Task statement: Retype every item below word for word, keeping each line unchanged.

───── Supplied entries ─────

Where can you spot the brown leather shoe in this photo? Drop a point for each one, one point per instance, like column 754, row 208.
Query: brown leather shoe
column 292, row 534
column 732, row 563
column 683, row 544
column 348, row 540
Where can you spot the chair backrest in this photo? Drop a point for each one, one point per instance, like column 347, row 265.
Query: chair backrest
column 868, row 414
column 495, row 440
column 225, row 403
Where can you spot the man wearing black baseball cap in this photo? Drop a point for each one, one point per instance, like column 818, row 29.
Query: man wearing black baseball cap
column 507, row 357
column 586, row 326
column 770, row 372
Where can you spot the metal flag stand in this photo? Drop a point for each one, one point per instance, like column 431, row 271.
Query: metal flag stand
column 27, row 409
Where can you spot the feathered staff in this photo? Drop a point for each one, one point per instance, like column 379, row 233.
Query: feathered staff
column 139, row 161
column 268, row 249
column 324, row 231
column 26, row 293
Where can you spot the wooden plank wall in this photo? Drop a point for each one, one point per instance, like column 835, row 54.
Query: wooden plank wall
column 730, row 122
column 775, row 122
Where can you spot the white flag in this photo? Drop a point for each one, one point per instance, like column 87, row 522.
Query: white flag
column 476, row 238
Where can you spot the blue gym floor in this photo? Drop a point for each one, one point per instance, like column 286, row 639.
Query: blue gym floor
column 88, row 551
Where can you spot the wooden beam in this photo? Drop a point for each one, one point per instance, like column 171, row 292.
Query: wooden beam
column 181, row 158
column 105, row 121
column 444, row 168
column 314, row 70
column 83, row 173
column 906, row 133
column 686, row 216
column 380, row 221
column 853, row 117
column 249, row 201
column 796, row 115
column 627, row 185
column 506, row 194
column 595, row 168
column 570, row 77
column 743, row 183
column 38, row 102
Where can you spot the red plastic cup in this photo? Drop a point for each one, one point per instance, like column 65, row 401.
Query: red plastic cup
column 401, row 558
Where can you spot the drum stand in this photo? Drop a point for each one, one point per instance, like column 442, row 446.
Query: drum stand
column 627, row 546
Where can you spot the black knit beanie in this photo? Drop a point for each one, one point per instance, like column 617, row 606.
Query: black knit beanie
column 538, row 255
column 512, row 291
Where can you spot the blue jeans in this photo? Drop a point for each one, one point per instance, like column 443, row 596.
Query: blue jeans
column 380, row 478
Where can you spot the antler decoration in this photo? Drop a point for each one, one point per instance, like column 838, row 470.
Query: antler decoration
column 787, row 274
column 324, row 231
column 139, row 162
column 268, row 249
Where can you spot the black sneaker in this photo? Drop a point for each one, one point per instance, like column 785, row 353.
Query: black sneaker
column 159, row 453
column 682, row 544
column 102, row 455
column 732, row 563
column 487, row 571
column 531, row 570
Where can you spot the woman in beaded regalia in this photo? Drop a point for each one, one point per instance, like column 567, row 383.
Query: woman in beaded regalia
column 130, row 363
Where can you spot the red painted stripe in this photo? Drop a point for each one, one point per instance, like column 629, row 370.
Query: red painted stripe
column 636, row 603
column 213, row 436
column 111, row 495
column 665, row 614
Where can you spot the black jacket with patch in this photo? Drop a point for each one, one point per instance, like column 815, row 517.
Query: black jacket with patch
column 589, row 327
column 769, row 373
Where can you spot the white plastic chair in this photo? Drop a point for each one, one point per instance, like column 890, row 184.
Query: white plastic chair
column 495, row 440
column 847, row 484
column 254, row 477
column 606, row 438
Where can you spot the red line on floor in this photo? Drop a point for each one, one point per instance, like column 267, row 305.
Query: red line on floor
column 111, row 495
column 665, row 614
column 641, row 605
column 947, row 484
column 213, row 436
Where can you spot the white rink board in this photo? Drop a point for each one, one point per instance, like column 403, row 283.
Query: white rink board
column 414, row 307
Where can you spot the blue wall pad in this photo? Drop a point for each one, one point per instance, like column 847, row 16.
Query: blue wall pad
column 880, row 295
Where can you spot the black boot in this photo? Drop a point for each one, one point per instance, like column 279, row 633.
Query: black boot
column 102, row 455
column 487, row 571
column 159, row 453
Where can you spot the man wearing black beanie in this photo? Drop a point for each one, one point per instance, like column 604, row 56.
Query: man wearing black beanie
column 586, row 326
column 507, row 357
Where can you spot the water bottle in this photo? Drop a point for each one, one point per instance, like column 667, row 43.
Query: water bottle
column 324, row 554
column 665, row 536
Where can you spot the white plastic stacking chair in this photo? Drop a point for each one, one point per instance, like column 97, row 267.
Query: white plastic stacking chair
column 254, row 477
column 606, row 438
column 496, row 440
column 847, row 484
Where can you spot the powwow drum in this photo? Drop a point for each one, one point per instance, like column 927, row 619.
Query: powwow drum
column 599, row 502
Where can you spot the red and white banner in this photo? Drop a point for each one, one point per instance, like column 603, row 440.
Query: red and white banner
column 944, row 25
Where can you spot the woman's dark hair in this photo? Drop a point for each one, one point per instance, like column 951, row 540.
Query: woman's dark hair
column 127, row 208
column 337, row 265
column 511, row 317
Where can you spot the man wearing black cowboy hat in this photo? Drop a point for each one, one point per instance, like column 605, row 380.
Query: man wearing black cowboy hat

─────

Solution to this exercise:
Where can you spot the brown leather shoe in this photo? Drop a point for each one, one point per instance, like column 754, row 208.
Query: brown leather shoe
column 292, row 534
column 732, row 563
column 683, row 544
column 348, row 540
Where can you spot the chair backrest in this photo? Drop a point for each one, one point per instance, like column 347, row 265.
Query: chair backrest
column 868, row 414
column 495, row 440
column 225, row 403
Where can you spot the man wearing black baseball cap in this photo? Drop a point for each one, one point per instance, like column 818, row 29.
Query: man wearing black baseball cap
column 507, row 357
column 586, row 326
column 770, row 372
Where can you spot the metal flag stand in this photo? Drop a point for each one, one point per instance, like column 431, row 271.
Query: metal flag stand
column 27, row 409
Where can you spot the feathered staff in this photo? Drop a point for each one, one point per instance, like column 379, row 233.
Query: feathered staff
column 139, row 161
column 268, row 249
column 324, row 231
column 26, row 293
Where can you spot the wooden plank wall in this photo? Drop a point for each one, one point per instance, like column 835, row 54.
Query: wooden plank wall
column 730, row 122
column 775, row 122
Where can you spot the white flag in this photo? Drop a point for each one, one point per instance, like column 87, row 522.
Query: white flag
column 476, row 238
Where can you spot the blue gym floor in this photo? Drop a point for each one, one point per instance, like column 286, row 639.
Query: blue gym floor
column 88, row 551
Where can you spot the wooden beam in this photo? Drop a point for each one, one point per instance, like column 171, row 292.
Query: wooden beam
column 181, row 158
column 105, row 121
column 444, row 168
column 314, row 70
column 83, row 173
column 906, row 133
column 686, row 216
column 380, row 221
column 853, row 117
column 249, row 201
column 796, row 115
column 627, row 185
column 506, row 194
column 595, row 168
column 570, row 77
column 743, row 183
column 38, row 102
Where can you spot the red plastic cup in this photo? Drop a point for each one, one point per instance, like column 65, row 401.
Query: red plastic cup
column 401, row 558
Where can you spot the drum stand in this photo? Drop a point for each one, one point per instance, like column 442, row 446.
Query: drum stand
column 627, row 546
Where can you spot the black knit beanie in this photo? Drop a point for each one, one point per instance, like column 617, row 606.
Query: black knit beanie
column 538, row 255
column 512, row 291
Where can you spot the blue jeans in this photo? Drop a point for each one, one point per instance, like column 443, row 596.
Query: blue jeans
column 380, row 478
Where can you spot the antler decoration in this photo? Drop a point for each one, one point per instance, like column 838, row 470.
Query: antler decoration
column 787, row 274
column 324, row 231
column 139, row 162
column 268, row 249
Where can you spot the black sneaker in this photo? Drop a point for each one, one point per instance, like column 785, row 353.
Query: black sneaker
column 159, row 453
column 682, row 544
column 102, row 455
column 732, row 563
column 487, row 571
column 531, row 570
Where can you spot the woman in beaded regalia in this photo? Drop a point for each one, one point per instance, like column 567, row 383.
Query: woman in beaded regalia
column 130, row 363
Where can you spot the red painted stripe in this photo? Drop a point for each one, one point per instance, like column 629, row 370.
Query: red painted stripe
column 636, row 603
column 213, row 436
column 111, row 495
column 665, row 614
Where can you spot the black jacket with patch in this photo? Drop a point for each one, one point per instance, like column 815, row 517.
Query: black jacket with patch
column 589, row 327
column 769, row 373
Where can you spot the white plastic chair in this photo? Drop a point for each one, one point per instance, like column 890, row 184.
Query: white plastic chair
column 495, row 440
column 847, row 484
column 254, row 477
column 606, row 438
Where can you spot the red line on floor in this photo? Drop a point for each one, one point per instance, like column 267, row 305.
Query: red line on floor
column 111, row 495
column 665, row 614
column 641, row 605
column 947, row 484
column 213, row 436
Where can you spot the white rink board in this photo? Drop a point for each one, one point per instance, like column 403, row 283.
Query: white rink board
column 414, row 307
Where can you spot the blue wall pad in this photo? Drop a point for each one, one point per instance, like column 847, row 16.
Query: blue wall pad
column 880, row 295
Where can you spot the black boot in this photo? Drop a point for each one, one point per instance, like column 279, row 633.
Query: black boot
column 102, row 455
column 487, row 571
column 159, row 453
Where can you spot the man wearing black beanie in this photo? Drop a point for each one, one point per instance, like column 604, row 56.
Query: man wearing black beanie
column 586, row 326
column 507, row 357
Where can you spot the water bottle in this photo? Drop a point for each one, one point per instance, like column 667, row 43.
Query: water bottle
column 324, row 554
column 665, row 536
Where can you spot the white plastic stacking chair in this photo? Drop a point for each one, one point per instance, like column 97, row 267.
Query: white plastic stacking chair
column 254, row 477
column 606, row 438
column 496, row 440
column 847, row 484
Where can you spot the powwow drum in this photo? Drop a point for each one, one point per instance, like column 927, row 619.
Query: powwow drum
column 599, row 502
Where can you spot the red and white banner in this photo? Drop a point for each one, one point per instance, like column 603, row 440.
Query: red and white banner
column 944, row 25
Where can you spot the woman's dark hair in this photo? Drop a point for each one, one point per instance, like column 951, row 540.
Query: woman's dark hair
column 127, row 208
column 337, row 265
column 511, row 317
Where can you spot the man wearing black cowboy hat in this photo? Drop a point for each one, one point per instance, like column 605, row 380.
Query: man wearing black cowboy hat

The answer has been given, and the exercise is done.